### What the task requires
Extract the final stretch of the data: the line that contains "the red plastic" and every line after it, unaltered, and no other lines.
====== Exercise material
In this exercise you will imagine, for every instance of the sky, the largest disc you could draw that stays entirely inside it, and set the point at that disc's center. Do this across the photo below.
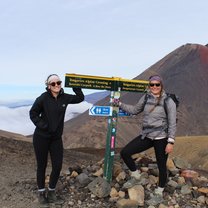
(111, 38)
(17, 120)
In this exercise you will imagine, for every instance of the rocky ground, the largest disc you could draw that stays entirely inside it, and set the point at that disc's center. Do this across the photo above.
(81, 183)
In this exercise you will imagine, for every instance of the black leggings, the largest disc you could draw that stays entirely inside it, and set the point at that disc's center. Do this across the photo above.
(138, 145)
(42, 147)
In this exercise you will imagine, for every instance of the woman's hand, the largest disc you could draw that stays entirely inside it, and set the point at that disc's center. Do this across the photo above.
(169, 148)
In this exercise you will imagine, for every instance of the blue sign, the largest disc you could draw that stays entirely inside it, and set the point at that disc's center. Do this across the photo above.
(123, 113)
(105, 111)
(101, 111)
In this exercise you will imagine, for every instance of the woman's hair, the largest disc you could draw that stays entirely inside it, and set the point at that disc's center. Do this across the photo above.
(50, 77)
(159, 79)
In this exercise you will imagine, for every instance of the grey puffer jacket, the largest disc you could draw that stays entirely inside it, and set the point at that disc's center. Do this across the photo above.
(156, 123)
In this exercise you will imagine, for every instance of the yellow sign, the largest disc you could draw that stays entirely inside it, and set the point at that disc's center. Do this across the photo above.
(105, 83)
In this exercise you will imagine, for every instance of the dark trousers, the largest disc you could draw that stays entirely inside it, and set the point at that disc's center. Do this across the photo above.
(43, 147)
(138, 145)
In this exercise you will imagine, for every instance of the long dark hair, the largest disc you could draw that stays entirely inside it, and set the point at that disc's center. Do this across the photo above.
(158, 98)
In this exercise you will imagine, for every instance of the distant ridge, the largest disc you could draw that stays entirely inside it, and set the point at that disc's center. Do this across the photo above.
(185, 73)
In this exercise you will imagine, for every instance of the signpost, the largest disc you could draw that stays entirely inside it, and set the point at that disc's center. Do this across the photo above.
(115, 85)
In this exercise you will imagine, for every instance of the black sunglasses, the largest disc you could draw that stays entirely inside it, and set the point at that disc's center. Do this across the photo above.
(154, 84)
(54, 83)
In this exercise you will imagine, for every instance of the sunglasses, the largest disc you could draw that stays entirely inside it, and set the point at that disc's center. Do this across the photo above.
(55, 83)
(154, 84)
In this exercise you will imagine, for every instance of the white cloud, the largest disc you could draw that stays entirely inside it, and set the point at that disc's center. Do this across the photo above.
(17, 120)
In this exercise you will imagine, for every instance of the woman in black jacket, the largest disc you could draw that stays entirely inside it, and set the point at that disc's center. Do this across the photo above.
(47, 114)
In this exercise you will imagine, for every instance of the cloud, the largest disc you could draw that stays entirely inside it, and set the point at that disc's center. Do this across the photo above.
(17, 120)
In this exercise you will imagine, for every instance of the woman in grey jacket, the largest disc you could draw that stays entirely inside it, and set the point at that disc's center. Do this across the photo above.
(158, 130)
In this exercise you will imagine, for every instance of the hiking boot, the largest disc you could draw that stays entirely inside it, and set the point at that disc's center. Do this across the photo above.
(159, 191)
(136, 174)
(130, 183)
(52, 198)
(155, 200)
(43, 201)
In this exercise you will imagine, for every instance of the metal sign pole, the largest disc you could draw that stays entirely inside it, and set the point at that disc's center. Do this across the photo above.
(115, 85)
(111, 138)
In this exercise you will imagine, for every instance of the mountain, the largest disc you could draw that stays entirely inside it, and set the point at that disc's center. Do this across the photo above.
(185, 73)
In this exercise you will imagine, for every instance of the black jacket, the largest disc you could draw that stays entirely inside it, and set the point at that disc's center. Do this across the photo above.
(47, 112)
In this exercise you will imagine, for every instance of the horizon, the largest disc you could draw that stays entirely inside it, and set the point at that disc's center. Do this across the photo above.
(100, 38)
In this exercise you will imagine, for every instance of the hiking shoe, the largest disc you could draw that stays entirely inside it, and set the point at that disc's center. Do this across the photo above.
(159, 191)
(43, 201)
(136, 175)
(155, 200)
(52, 198)
(130, 183)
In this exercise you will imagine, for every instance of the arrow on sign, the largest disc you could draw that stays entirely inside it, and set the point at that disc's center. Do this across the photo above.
(105, 111)
(101, 111)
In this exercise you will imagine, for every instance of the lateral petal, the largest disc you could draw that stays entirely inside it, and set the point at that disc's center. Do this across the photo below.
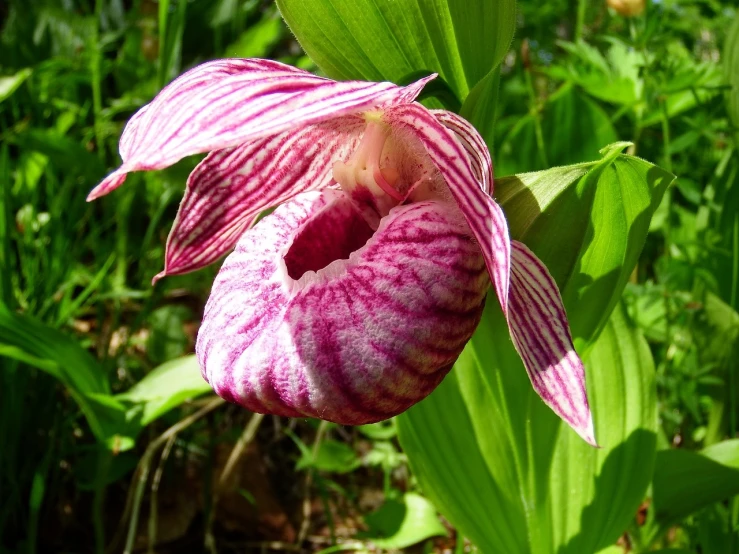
(230, 187)
(451, 157)
(225, 103)
(474, 145)
(541, 334)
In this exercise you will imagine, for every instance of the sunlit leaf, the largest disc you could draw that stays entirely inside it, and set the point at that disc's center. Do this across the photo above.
(31, 342)
(685, 481)
(376, 40)
(573, 129)
(587, 223)
(731, 70)
(165, 388)
(9, 84)
(502, 469)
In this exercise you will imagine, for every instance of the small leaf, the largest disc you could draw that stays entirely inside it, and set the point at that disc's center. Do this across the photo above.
(9, 84)
(383, 430)
(587, 223)
(402, 523)
(165, 388)
(30, 341)
(573, 128)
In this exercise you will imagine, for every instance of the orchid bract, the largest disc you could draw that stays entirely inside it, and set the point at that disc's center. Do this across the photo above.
(354, 298)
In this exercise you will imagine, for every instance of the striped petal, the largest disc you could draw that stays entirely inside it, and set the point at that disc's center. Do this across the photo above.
(483, 215)
(304, 320)
(474, 145)
(532, 304)
(230, 187)
(539, 329)
(225, 103)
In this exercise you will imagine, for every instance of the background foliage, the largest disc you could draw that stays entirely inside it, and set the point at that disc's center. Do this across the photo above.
(109, 437)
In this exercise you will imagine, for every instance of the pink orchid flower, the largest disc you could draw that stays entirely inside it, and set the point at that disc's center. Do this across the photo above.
(354, 298)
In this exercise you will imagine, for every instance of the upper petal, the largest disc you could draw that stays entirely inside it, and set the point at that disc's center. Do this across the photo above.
(230, 187)
(483, 215)
(474, 145)
(224, 103)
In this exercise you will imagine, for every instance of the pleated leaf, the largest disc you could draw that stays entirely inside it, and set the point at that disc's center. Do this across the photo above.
(685, 482)
(587, 223)
(505, 472)
(377, 40)
(485, 430)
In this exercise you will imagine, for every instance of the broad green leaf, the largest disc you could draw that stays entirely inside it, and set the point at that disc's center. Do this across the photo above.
(502, 469)
(165, 388)
(258, 39)
(573, 128)
(685, 482)
(595, 493)
(377, 40)
(587, 223)
(731, 71)
(402, 523)
(613, 77)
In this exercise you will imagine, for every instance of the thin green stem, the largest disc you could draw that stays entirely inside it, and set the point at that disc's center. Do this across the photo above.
(535, 112)
(163, 42)
(104, 460)
(96, 58)
(582, 6)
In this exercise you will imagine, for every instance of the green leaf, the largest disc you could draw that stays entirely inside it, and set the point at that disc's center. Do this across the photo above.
(480, 105)
(731, 71)
(31, 342)
(567, 113)
(10, 83)
(685, 481)
(258, 39)
(402, 523)
(383, 430)
(587, 223)
(165, 388)
(376, 40)
(503, 469)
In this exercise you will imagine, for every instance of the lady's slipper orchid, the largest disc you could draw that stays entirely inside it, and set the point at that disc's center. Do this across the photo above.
(355, 297)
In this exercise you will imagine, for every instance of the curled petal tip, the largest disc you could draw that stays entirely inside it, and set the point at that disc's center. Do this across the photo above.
(109, 184)
(158, 276)
(587, 431)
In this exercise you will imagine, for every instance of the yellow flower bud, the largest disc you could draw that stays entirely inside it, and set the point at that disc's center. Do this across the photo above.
(627, 8)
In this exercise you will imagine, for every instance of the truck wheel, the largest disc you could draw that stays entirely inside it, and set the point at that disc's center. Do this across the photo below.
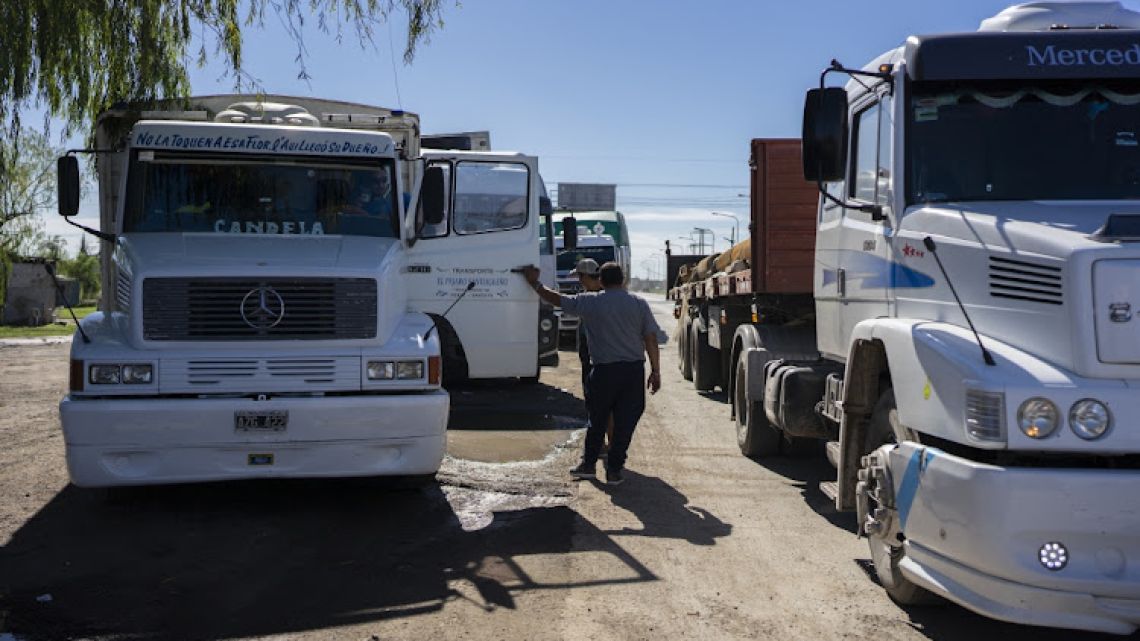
(684, 345)
(755, 436)
(705, 359)
(886, 544)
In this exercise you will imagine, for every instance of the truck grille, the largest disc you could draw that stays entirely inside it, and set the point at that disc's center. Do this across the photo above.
(123, 291)
(234, 309)
(196, 375)
(1025, 281)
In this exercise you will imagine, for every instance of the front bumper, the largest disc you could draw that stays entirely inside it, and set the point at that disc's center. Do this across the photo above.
(974, 534)
(163, 440)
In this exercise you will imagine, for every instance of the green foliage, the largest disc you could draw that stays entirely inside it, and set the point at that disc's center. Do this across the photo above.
(63, 326)
(27, 189)
(83, 268)
(78, 57)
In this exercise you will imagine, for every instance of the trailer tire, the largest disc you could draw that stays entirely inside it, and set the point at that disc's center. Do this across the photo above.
(755, 436)
(706, 359)
(885, 429)
(684, 347)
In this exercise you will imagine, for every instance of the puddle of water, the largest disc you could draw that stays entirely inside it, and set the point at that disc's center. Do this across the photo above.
(504, 446)
(478, 419)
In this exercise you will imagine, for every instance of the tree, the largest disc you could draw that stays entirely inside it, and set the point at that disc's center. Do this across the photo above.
(76, 58)
(27, 188)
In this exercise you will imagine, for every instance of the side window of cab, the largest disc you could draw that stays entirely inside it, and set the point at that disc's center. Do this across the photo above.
(871, 154)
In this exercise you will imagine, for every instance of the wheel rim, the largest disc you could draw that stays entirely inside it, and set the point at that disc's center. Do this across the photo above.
(739, 399)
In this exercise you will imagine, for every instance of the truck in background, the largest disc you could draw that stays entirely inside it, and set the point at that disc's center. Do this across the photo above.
(271, 309)
(970, 357)
(599, 246)
(547, 316)
(760, 283)
(609, 224)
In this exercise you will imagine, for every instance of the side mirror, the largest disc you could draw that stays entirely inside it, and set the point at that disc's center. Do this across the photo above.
(67, 183)
(433, 195)
(569, 233)
(824, 137)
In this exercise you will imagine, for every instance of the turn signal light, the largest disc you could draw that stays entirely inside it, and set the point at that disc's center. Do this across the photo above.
(434, 370)
(75, 382)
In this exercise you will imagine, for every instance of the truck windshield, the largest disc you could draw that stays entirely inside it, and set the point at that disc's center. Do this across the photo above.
(1018, 143)
(568, 260)
(259, 195)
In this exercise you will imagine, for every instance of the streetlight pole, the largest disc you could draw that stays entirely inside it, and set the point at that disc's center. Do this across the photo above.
(701, 232)
(735, 225)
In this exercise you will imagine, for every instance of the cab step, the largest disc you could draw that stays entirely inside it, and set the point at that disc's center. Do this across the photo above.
(830, 488)
(832, 448)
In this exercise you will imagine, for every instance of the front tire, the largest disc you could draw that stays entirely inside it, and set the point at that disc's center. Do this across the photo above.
(684, 346)
(886, 554)
(705, 359)
(755, 436)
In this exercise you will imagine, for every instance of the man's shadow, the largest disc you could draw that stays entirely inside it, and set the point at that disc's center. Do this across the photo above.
(664, 511)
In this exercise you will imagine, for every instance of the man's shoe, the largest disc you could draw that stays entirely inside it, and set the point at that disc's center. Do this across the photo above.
(613, 477)
(584, 471)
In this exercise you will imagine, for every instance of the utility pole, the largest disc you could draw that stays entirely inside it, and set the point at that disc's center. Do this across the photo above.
(735, 225)
(701, 232)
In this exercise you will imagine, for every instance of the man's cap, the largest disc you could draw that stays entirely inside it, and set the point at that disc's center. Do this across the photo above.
(587, 267)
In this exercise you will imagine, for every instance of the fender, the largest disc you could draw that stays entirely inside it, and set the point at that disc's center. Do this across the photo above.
(760, 343)
(934, 364)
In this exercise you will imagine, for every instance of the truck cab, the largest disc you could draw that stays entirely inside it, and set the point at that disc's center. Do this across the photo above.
(286, 283)
(975, 280)
(599, 246)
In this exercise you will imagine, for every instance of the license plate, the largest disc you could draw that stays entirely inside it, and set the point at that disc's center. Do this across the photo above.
(270, 421)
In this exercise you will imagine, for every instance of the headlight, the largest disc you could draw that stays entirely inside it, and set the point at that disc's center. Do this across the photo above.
(104, 374)
(409, 370)
(381, 370)
(1090, 419)
(1037, 418)
(138, 373)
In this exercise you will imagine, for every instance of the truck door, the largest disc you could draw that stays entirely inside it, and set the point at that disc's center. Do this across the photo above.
(489, 228)
(864, 266)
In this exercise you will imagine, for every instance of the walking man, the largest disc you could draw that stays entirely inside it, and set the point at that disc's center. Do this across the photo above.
(589, 276)
(621, 331)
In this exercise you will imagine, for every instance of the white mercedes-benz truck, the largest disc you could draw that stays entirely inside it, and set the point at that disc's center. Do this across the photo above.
(286, 284)
(976, 353)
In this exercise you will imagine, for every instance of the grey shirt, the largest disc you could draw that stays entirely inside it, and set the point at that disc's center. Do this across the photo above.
(616, 323)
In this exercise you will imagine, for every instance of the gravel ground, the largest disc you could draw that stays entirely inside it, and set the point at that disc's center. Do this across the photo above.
(698, 543)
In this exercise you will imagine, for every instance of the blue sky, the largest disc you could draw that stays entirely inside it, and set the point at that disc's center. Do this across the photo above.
(659, 98)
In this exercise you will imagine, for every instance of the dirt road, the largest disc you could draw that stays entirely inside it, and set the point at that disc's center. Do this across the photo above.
(698, 543)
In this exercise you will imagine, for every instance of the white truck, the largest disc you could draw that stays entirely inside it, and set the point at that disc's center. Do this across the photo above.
(286, 284)
(972, 356)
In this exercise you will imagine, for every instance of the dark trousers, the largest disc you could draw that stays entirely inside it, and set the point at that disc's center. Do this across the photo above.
(618, 389)
(584, 358)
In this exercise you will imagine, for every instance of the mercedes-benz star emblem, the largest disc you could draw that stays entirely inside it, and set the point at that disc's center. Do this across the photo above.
(262, 308)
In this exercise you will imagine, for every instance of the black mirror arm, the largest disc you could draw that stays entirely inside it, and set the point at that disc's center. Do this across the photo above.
(96, 233)
(884, 74)
(874, 210)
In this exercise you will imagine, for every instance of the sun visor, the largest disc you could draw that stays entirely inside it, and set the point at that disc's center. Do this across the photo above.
(1061, 55)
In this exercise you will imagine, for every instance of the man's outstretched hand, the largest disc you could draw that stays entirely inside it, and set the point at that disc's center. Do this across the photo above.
(531, 274)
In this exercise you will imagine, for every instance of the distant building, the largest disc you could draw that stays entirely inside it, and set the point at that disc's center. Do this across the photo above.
(30, 295)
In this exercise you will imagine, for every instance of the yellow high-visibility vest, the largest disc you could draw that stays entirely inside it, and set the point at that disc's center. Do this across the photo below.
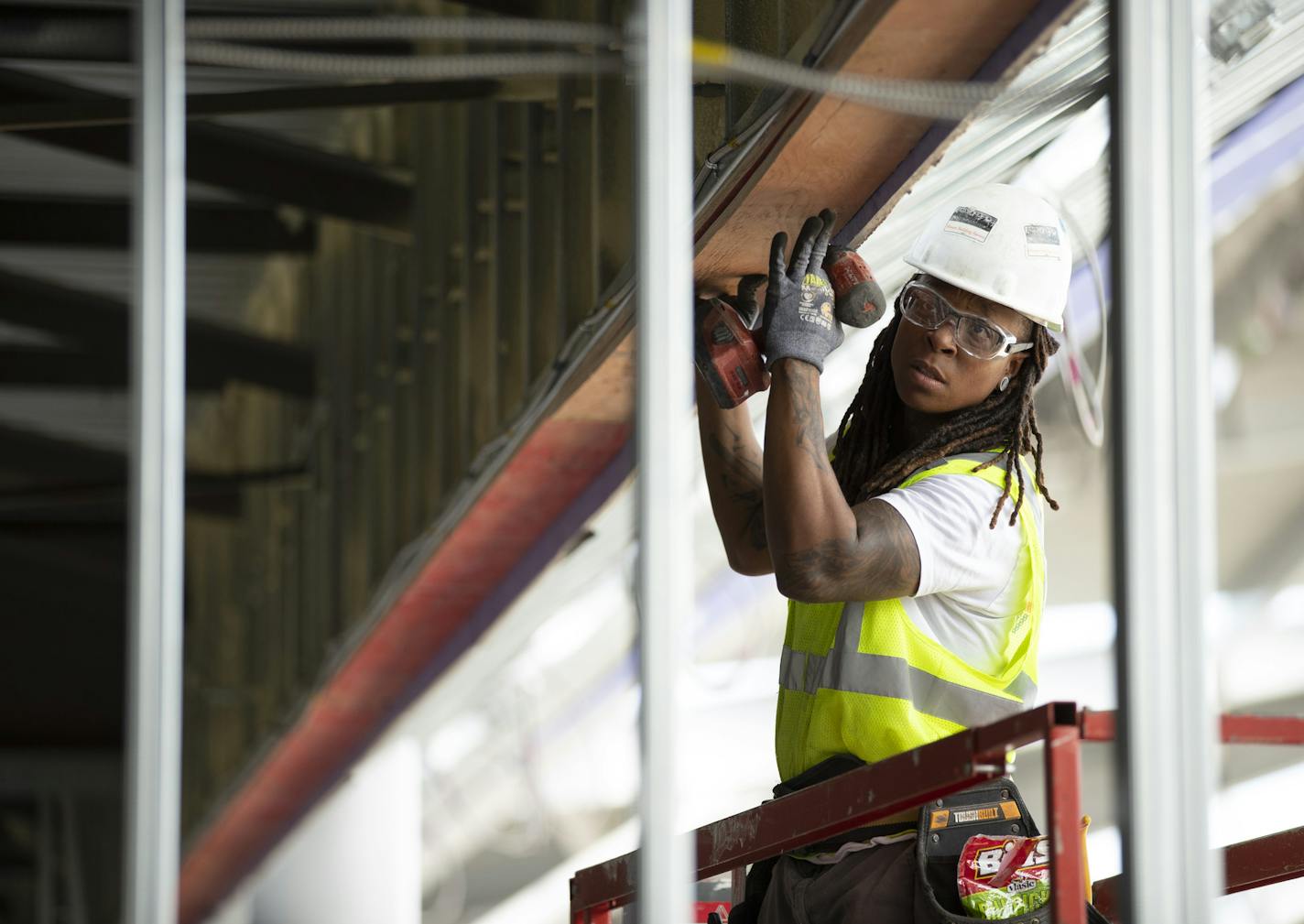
(862, 678)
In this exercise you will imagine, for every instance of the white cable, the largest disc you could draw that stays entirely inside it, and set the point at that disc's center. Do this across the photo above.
(396, 68)
(412, 27)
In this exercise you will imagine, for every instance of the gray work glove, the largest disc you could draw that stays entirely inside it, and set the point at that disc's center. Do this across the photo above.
(799, 321)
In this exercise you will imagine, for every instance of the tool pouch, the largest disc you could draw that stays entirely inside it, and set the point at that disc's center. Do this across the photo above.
(994, 809)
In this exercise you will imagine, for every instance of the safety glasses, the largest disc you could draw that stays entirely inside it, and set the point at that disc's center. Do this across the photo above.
(926, 308)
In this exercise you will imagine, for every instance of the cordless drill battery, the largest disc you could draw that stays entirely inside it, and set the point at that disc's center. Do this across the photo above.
(728, 356)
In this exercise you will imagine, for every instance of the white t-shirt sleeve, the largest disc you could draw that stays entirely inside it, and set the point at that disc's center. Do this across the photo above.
(959, 554)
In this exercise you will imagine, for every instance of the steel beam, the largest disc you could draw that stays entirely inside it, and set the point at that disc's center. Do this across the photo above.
(82, 483)
(255, 165)
(1163, 455)
(89, 113)
(98, 325)
(55, 368)
(95, 222)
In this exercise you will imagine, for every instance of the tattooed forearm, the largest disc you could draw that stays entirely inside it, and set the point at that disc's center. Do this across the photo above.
(809, 416)
(734, 467)
(880, 562)
(740, 476)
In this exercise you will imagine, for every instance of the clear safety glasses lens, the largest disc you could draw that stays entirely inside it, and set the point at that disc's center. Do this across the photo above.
(930, 310)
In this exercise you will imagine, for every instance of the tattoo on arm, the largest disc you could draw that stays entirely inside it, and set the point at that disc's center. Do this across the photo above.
(740, 474)
(810, 419)
(882, 562)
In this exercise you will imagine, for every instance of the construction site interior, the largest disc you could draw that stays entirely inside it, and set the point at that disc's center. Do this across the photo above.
(411, 679)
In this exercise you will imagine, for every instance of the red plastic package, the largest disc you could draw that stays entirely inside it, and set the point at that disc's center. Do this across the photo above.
(1003, 877)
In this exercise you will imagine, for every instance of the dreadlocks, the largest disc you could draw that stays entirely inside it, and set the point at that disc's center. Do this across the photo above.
(1005, 419)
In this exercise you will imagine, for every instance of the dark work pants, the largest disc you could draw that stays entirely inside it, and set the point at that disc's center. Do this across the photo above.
(870, 886)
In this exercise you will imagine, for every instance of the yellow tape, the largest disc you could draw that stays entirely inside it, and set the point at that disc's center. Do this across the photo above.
(704, 51)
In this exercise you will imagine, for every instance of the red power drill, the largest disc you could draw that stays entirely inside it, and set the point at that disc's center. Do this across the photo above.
(728, 353)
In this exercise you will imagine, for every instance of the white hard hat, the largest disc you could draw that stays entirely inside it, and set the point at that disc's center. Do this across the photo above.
(1003, 244)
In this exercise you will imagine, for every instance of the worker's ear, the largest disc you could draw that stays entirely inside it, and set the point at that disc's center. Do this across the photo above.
============
### Exercise answer
In this exercise you will imagine, for every instance of the red plastic package, the largest disc you could draw that stays entirely inside it, and set the point at that disc's center. Do this across the photo above.
(1003, 877)
In this exercise you will imagine, for every instance of the dreadlocks, the largest disc you could draw that stays entirely inside it, and set the point at that disc's center. Do this across the photo above.
(1005, 419)
In this exercise you will imagine, for every instance of the dark work pants, the largest disc you could draw that stays entirely inside it, and set the point at that disc's center. Do this across the photo above.
(870, 886)
In this exercise you will imagine, for every instance of the yellow tape, the largest disc you could draw that stays entirely inside it, and set the point at that disc's center. Do this across the photo above.
(704, 51)
In this exercise you will imagine, for every instance of the red power drill, the largest disc you could draw that stays entirely inside it, and set the point at that disc's center. Do this across the photo above.
(728, 353)
In this exercise you will imagine, for every instance of the white hard hat, the largest disc you could draw that stays entirely inside it, and set the point at that disc's center. Do this across the photo above.
(1003, 244)
In this exercise you will imagine, for every instance of the worker's ear, the largest disc you could draw that stays entirely inside it, and set the point at that disc's center. Do this across the photo above.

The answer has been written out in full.